#### [Problem to solve]
For the copy, please give all of the data again exactly and leave the pictures out.

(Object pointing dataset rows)

• • • • •

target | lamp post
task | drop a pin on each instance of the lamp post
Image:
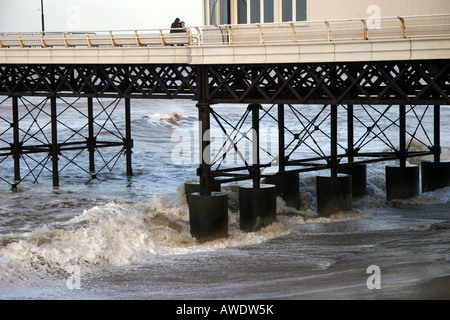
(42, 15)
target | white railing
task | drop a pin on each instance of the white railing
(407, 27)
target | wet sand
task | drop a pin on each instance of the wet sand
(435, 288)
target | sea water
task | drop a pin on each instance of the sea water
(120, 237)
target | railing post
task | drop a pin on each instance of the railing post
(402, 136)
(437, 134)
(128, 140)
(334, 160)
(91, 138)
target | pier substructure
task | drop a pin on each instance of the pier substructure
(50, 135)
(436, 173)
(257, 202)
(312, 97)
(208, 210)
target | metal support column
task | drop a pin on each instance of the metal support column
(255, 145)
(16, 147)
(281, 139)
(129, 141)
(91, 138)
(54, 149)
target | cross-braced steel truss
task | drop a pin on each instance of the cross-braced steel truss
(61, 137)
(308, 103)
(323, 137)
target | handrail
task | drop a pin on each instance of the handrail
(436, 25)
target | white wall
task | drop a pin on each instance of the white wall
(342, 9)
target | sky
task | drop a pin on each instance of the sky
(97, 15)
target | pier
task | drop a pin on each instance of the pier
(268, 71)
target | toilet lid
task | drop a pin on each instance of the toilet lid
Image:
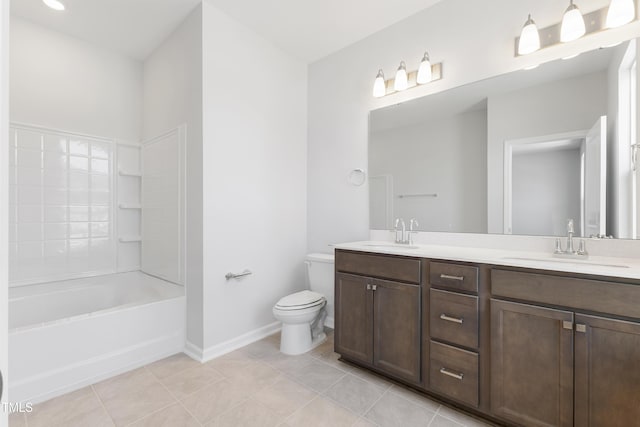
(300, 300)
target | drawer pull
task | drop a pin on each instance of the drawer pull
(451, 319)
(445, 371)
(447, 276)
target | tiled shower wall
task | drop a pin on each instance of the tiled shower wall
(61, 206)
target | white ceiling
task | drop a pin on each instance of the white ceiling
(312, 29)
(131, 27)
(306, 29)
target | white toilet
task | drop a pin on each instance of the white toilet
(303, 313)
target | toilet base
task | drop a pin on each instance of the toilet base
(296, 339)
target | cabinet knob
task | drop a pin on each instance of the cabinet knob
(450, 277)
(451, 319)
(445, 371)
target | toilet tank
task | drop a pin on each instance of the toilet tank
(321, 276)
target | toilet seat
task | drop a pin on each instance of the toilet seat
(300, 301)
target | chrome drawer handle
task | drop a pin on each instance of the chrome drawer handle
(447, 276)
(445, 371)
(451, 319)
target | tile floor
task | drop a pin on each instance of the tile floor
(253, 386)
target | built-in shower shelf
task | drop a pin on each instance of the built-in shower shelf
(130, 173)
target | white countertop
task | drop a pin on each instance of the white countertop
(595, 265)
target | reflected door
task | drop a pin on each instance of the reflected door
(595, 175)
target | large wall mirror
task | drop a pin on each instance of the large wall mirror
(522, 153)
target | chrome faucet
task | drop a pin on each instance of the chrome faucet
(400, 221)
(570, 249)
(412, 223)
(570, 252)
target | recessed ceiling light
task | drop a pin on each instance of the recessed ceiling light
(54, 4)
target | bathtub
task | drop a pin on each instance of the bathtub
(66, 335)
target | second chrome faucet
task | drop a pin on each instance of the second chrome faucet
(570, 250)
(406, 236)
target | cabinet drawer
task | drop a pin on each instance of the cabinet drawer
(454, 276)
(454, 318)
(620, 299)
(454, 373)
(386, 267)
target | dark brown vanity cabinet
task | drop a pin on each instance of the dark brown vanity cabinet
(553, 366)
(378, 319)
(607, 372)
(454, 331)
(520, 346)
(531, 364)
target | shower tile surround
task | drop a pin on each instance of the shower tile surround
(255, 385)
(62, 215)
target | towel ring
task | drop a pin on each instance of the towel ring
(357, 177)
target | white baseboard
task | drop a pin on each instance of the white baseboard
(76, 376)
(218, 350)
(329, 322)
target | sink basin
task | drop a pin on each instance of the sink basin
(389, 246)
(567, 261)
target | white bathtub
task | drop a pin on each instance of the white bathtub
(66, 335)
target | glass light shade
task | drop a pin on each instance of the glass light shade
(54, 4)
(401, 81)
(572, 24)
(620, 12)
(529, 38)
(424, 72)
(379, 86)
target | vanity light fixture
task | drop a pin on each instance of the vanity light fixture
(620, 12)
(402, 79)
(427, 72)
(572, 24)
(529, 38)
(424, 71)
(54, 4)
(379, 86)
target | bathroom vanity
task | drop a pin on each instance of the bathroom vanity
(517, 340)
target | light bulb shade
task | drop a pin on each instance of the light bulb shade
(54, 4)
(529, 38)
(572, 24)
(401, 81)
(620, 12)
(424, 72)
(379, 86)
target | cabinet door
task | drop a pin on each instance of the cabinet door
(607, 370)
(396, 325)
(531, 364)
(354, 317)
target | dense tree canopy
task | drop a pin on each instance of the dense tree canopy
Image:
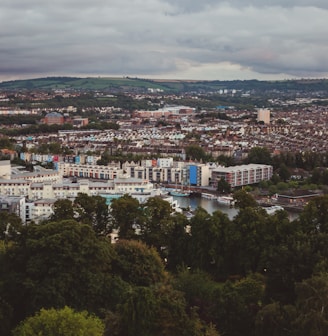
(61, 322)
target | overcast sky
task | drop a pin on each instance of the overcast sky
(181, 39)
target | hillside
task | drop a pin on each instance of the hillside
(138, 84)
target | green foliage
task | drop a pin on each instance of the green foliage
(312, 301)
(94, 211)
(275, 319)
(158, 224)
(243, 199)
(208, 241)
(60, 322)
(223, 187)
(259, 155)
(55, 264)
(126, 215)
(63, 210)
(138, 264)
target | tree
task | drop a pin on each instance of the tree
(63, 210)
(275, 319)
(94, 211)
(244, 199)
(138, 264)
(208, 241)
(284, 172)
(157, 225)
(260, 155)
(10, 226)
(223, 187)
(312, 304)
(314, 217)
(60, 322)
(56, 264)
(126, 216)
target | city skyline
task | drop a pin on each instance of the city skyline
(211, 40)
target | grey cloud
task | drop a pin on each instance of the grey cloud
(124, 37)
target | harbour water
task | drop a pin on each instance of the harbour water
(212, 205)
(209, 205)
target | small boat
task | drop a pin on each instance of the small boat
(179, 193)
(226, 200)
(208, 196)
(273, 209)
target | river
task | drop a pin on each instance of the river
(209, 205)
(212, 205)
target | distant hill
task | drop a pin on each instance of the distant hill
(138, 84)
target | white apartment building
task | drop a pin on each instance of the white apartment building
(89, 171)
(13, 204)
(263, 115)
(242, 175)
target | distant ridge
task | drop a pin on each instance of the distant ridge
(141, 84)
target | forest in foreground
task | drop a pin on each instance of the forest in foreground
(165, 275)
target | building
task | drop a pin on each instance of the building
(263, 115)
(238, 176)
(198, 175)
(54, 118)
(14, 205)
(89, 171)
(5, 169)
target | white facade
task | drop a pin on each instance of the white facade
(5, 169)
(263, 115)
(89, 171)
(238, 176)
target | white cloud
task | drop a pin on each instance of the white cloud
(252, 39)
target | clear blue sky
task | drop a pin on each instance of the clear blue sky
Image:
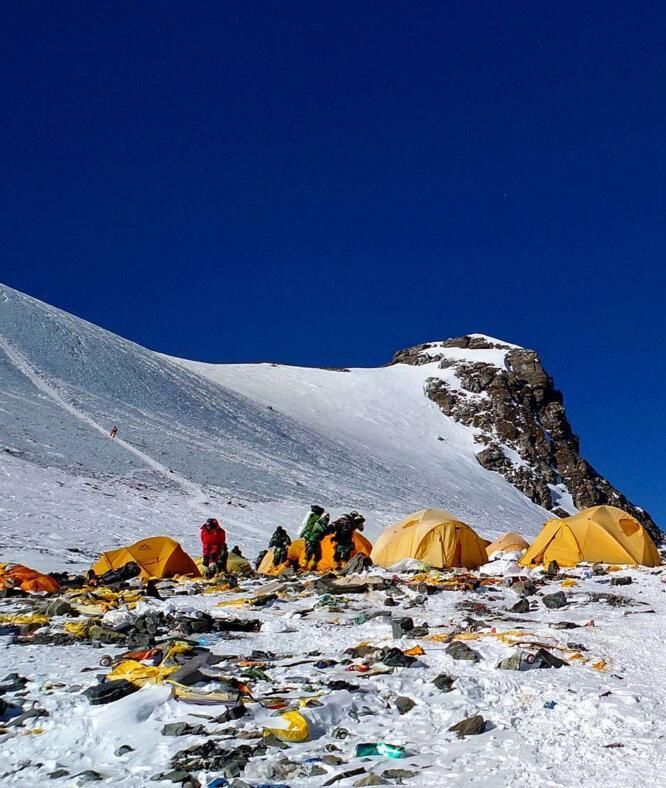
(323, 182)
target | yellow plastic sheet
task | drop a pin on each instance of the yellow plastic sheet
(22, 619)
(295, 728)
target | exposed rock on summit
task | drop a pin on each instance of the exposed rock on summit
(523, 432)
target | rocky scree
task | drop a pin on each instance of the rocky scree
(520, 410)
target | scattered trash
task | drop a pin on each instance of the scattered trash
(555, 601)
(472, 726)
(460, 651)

• • • • •

#### [Exercise output]
target | lamp post
task | drop a pin on each instance of the lamp post
Image:
(42, 15)
target | white railing
task | drop a pin on each instance of the white railing
(407, 27)
target | wet sand
task | drop a pin on each instance of the wet sand
(435, 288)
target | sea water
task | drop a pin on each instance of the sea water
(120, 237)
target | railing post
task | drop a pin on each instance of the railing post
(402, 136)
(437, 134)
(128, 140)
(334, 160)
(91, 138)
target | pier substructure
task | drop a pin on each instance of the pier substructure
(50, 135)
(436, 173)
(257, 202)
(312, 97)
(208, 210)
target | metal support column
task | drop a pin on each instance of the metal support column
(255, 145)
(16, 147)
(281, 139)
(129, 141)
(91, 138)
(54, 149)
target | cross-braced steel truss
task | drop a pin on each instance of the cross-braced steel truss
(61, 137)
(308, 103)
(323, 137)
target | handrail
task | drop a pin on each instance of the handrail
(436, 25)
target | white wall
task | drop a pin on each instance of the white wall
(342, 9)
target | sky
task | drop a pin on each instance of the sky
(97, 15)
target | pier
task | drop a pin on each instance of the pier
(268, 71)
target | toilet lid
task | drop a pin on each instance of the toilet lid
Image:
(300, 300)
target | drawer pull
task | drop a pin on each instance of the drawer pull
(451, 319)
(445, 371)
(447, 276)
target | tiled shower wall
task | drop a pin on each instance of the tiled shower wall
(61, 206)
target | white ceiling
task | drop a pin on each instance of the white ceiling
(312, 29)
(131, 27)
(306, 29)
target | white toilet
task | drop a pin on each instance of the white toilet
(303, 313)
target | toilet base
task | drop a pin on each instance of the toilet base
(296, 339)
target | cabinet knob
task | drop a pin on each instance of the cabinet knob
(450, 277)
(451, 319)
(445, 371)
target | toilet tank
task | drop a pin on each instance of the toilet tank
(321, 276)
target | toilet seat
task | drop a pin on each instance of the toilet seat
(300, 301)
target | chrome drawer handle
task | drop a pin on each instance of the chrome drawer handle
(447, 276)
(445, 371)
(451, 319)
target | tile floor
task | drop a pin on each instance of the tile floor
(253, 386)
target | built-in shower shelf
task | drop a pin on each instance of the built-in shower shelf
(130, 173)
target | white countertop
task | drop a pin on each instance of the white countertop
(595, 265)
target | reflected door
task | drop a pin on each instance of the reflected door
(595, 175)
target | large wall mirror
task | drop a pin on each instance of the large wall mirror
(522, 153)
target | chrome faucet
task | drop a pin on each instance of the chrome faucet
(400, 221)
(570, 249)
(412, 223)
(570, 252)
target | recessed ceiling light
task | drop a pin on each instance of the recessed ceiling light
(54, 4)
target | bathtub
task | drop a pin on each instance of the bathtub
(66, 335)
target | second chrome faucet
task | drop a pin on each instance of the second chrome faucet
(570, 250)
(406, 236)
target | cabinet drawer
task | drop a pin on each instance of the cabinet drawer
(454, 276)
(454, 318)
(620, 299)
(454, 373)
(386, 267)
target | dark brown vanity cabinet
task | drop a pin on each instance of the dark brown vanity cabinet
(553, 366)
(378, 319)
(607, 372)
(454, 331)
(520, 346)
(531, 364)
target | shower tile surround
task | drop a pin on each instance of the shower tile surround
(255, 385)
(62, 215)
target | towel ring
task | drop a pin on each instance of the towel ring
(357, 177)
target | white baseboard
task | drop a pin on each instance of the white baseboard
(76, 376)
(218, 350)
(329, 322)
target | sink basin
task | drop a pin on each instance of the sink basin
(389, 246)
(567, 261)
target | white bathtub
task | drop a pin on each instance of the white bathtub
(66, 335)
target | glass light shade
task | drop a pin on each instance of the glass light shade
(54, 4)
(401, 81)
(572, 24)
(620, 12)
(529, 38)
(424, 72)
(379, 86)
target | vanity light fixture
task | drop a pin on each instance of the vanity light fixture
(620, 12)
(402, 79)
(427, 72)
(572, 24)
(529, 38)
(424, 71)
(54, 4)
(379, 86)
target | bathroom vanity
task | drop a pin on each instance of the bathroom vanity
(517, 340)
target | light bulb shade
task | drop a pin on each instance of the light bulb shade
(54, 4)
(529, 38)
(572, 24)
(401, 81)
(620, 12)
(424, 72)
(379, 86)
target | cabinet door
task | drop a pin on each instance of the cabinet door
(607, 370)
(396, 325)
(531, 364)
(354, 317)
target | dense tree canopy
task | drop a pin on each instance of the dense tree canopy
Image:
(61, 322)
target | overcast sky
task | drop a pin on each instance of the overcast sky
(181, 39)
target | hillside
task | drop a pin on each instance of the hillside
(138, 84)
target | green foliage
task | drop a pin on each instance of the green foliage
(312, 301)
(94, 211)
(275, 319)
(158, 224)
(243, 199)
(208, 241)
(60, 322)
(223, 187)
(259, 155)
(55, 264)
(126, 215)
(63, 210)
(138, 264)
target | tree
task | drop a pin on each instance of the tree
(63, 210)
(275, 319)
(94, 211)
(244, 199)
(138, 264)
(208, 241)
(284, 172)
(157, 225)
(260, 155)
(10, 226)
(223, 187)
(312, 304)
(314, 217)
(60, 322)
(56, 264)
(126, 216)
target | city skyline
task | drop a pin on each instance of the city skyline
(211, 40)
target | grey cloud
task | drop a pin on each instance of the grey cloud
(124, 37)
target | harbour water
task | drop a pin on each instance of the harbour water
(212, 205)
(209, 205)
target | small boat
task | drop a pin on each instance of the small boat
(179, 193)
(226, 200)
(208, 196)
(273, 209)
target | river
task | drop a pin on each instance of the river
(209, 205)
(212, 205)
target | distant hill
task | drop a pin on each instance of the distant hill
(138, 84)
target | white apartment building
task | drop a pin on each instance of the white apartment building
(89, 171)
(13, 204)
(263, 115)
(242, 175)
target | distant ridge
task | drop a pin on each instance of the distant ridge
(141, 84)
target | forest in foreground
task | drop a pin on each instance of the forest in foreground
(165, 275)
target | building
task | drop a pin on each instance of the building
(263, 115)
(238, 176)
(198, 175)
(54, 118)
(14, 205)
(89, 171)
(5, 169)
target | white facade
task | drop a pin on each instance of the white facade
(5, 169)
(263, 115)
(89, 171)
(238, 176)
target | white cloud
task | drop a pin on each instance of the white cloud
(252, 39)
target | clear blue sky
task | drop a pin on each instance of the clear blue sky
Image:
(323, 182)
target | yellow plastic sheet
task | drop a pin on each instance of the yellow plastic sheet
(22, 619)
(295, 728)
target | exposed rock on summit
task | drop a pin on each instance of the exposed rock on summit
(523, 432)
target | rocky scree
task | drop a pin on each instance of the rocky scree
(520, 410)
target | scattered trash
task | drop a pin on each instance of the scattered trash
(555, 601)
(472, 726)
(460, 651)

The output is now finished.